**Aim**
In the article below about Motown and Def Jam, whom will Universal Music Group tap to head Motown?

**Text block**
──────

Universal Moves to Save Ailing Motown and Def Jam

As early as next week Universal Music Group, Motown’s parent, will tap Ethiopia Habtemariam to head the label, people close to the matter confirm to TheWrap.

A top executive from Universal’s music-publishing arm, Habtemariam (photo below) in early 2010 was responsible for wooing Justin Bieber into a global publishing deal. Similarly, the appointment of an uber-artistic leader is looming at Def Jam, also owned by Universal Music Group, though no final candidate has yet been chosen. The world’s largest music company is said to be narrowing a list of veteran hip-hop talent scouts, managers and label execs that include Chris Hicks, currently Def Jam’s executive VP, as well as outsiders Kevin Liles, Irv Gotti, “Kyambo “Hip Hop” Joshua and Chris Lighty.

“The ultimate goal is to get the labels working again,” a top Universal insider told TheWrap.

Also read: Sylvia Rhone Seen Headed for the Exit at Universal Motown At both Motown and Def Jam, the changes come amid wrenching deliberations.

How to do so was a matter of extensive debate over artistic direction among the incoming Habtemariam and Universal’s top corporate and divisional executives,  according to knowledgeable insiders and outsiders.

For Def Jam the questions were different:

Should the new leadership be focused solely on developing artists and hits, or should it be a multitasker in line with the emerging 360-label model that encompasses all facets of an artist’s career — including merchandising, Madison Avenue and movies?
To be sure, both labels need new leases on life after historic success has turned to hears of doldrums.

──────

[Dataset items]
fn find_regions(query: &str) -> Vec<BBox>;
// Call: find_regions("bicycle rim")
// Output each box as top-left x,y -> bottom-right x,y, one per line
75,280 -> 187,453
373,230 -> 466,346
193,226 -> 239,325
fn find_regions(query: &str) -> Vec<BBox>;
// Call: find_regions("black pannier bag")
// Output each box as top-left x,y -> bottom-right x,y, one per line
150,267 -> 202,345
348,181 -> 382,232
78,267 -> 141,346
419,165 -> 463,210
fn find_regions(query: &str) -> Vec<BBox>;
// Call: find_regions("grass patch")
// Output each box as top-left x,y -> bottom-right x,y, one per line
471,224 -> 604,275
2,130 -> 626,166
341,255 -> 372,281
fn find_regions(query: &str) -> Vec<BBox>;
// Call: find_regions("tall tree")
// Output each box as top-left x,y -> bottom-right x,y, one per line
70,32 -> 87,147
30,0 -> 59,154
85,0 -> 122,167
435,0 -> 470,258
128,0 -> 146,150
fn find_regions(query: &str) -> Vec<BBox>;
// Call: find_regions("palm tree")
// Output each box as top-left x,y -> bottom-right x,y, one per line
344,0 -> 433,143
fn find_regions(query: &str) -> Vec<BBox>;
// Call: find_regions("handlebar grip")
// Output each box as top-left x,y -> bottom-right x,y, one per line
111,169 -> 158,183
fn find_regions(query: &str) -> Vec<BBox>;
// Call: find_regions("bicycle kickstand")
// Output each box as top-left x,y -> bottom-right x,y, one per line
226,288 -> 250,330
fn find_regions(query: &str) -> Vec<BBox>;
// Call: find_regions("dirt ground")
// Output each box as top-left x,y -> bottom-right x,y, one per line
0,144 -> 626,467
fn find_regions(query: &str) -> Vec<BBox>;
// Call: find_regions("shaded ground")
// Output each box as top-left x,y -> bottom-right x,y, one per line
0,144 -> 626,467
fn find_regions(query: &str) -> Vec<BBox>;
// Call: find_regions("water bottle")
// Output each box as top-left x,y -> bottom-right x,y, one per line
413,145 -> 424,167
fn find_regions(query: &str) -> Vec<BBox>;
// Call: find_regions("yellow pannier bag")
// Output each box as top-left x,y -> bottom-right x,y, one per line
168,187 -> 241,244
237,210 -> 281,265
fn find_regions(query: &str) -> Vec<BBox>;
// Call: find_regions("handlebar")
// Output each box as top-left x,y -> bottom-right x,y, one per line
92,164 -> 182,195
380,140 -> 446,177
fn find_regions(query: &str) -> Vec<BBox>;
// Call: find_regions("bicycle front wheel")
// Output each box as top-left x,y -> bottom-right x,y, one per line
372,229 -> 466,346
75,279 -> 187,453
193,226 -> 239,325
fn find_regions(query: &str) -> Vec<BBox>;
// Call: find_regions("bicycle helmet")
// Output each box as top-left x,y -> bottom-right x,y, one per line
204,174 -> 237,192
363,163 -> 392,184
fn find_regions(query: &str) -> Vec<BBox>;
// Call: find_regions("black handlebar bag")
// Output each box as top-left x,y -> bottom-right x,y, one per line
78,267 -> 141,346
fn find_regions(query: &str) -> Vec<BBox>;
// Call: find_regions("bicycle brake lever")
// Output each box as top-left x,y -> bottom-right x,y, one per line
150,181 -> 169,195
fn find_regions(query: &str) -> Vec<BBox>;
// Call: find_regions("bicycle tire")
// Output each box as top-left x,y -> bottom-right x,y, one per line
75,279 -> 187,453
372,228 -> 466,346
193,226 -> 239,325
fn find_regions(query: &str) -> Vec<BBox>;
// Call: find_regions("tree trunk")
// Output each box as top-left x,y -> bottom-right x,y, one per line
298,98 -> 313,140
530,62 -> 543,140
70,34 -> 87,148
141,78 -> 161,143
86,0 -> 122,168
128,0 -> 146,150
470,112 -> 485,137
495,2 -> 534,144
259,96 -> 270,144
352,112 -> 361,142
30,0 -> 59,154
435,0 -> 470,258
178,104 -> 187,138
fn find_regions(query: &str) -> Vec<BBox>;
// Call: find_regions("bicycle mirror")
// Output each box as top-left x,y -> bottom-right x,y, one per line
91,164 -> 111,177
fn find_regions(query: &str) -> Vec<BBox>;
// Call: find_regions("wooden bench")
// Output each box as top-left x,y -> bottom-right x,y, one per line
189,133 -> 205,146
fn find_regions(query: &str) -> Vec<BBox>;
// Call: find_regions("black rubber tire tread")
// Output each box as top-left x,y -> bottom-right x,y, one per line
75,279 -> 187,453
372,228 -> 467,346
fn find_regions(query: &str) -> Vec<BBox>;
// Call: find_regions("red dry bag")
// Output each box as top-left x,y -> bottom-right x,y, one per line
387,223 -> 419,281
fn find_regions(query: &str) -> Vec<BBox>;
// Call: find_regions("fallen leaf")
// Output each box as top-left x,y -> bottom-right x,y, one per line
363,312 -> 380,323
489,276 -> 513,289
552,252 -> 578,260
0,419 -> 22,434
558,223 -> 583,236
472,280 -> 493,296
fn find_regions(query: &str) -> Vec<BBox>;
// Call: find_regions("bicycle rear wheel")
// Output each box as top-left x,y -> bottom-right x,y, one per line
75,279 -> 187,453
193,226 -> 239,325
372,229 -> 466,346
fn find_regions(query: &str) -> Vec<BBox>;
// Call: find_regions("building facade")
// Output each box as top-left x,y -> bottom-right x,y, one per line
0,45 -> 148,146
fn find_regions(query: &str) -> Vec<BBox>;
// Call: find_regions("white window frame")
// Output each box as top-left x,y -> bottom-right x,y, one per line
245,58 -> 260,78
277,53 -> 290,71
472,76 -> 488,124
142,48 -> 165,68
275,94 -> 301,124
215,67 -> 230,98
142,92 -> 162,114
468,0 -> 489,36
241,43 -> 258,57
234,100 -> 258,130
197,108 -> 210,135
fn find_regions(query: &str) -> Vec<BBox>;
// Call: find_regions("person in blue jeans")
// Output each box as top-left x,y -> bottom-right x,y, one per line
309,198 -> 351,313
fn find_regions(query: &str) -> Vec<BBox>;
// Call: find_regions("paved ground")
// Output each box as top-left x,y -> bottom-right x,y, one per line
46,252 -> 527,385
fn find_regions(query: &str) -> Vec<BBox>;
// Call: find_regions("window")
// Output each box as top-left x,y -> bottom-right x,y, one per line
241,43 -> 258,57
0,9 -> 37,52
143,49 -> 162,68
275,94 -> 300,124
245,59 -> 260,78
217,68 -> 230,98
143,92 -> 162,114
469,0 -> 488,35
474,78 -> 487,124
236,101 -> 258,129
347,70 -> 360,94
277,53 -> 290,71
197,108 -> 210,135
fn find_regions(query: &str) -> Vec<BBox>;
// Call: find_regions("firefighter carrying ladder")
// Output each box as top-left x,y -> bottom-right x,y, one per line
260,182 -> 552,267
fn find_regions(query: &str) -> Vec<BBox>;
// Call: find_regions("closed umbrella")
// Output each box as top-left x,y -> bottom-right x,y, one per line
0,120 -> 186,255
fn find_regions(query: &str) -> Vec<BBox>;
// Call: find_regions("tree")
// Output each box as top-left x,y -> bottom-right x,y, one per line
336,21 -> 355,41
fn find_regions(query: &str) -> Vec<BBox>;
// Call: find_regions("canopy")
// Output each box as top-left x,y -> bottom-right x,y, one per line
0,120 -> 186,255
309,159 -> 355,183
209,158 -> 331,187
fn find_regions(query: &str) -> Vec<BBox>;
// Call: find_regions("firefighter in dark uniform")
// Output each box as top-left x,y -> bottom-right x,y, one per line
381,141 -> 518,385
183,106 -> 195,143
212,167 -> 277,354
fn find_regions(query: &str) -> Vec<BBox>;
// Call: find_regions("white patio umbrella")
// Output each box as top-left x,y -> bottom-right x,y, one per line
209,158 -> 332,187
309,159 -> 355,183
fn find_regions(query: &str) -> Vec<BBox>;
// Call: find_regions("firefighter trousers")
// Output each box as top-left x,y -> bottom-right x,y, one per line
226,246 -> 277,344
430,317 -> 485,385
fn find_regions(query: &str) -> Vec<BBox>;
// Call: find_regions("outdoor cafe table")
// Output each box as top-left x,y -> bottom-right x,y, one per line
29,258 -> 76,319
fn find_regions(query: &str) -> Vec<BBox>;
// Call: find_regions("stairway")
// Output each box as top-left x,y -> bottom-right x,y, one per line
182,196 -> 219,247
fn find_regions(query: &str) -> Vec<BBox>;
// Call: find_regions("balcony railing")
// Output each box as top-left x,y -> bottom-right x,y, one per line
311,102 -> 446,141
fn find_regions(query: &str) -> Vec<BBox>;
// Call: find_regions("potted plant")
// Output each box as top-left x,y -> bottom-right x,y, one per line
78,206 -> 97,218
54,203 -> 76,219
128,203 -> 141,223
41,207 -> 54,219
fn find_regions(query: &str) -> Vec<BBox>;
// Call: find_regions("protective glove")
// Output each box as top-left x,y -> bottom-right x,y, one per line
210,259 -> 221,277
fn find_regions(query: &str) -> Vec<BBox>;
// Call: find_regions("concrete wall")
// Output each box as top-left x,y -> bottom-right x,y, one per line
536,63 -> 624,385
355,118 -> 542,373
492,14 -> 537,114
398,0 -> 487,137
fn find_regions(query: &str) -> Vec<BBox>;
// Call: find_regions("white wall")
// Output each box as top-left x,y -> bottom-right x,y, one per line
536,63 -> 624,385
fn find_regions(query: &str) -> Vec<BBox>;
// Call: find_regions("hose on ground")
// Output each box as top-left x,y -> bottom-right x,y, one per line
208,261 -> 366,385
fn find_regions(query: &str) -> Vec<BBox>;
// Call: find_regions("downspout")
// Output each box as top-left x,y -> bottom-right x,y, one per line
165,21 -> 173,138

──────

**Complete output**
Ethiopia Habtemariam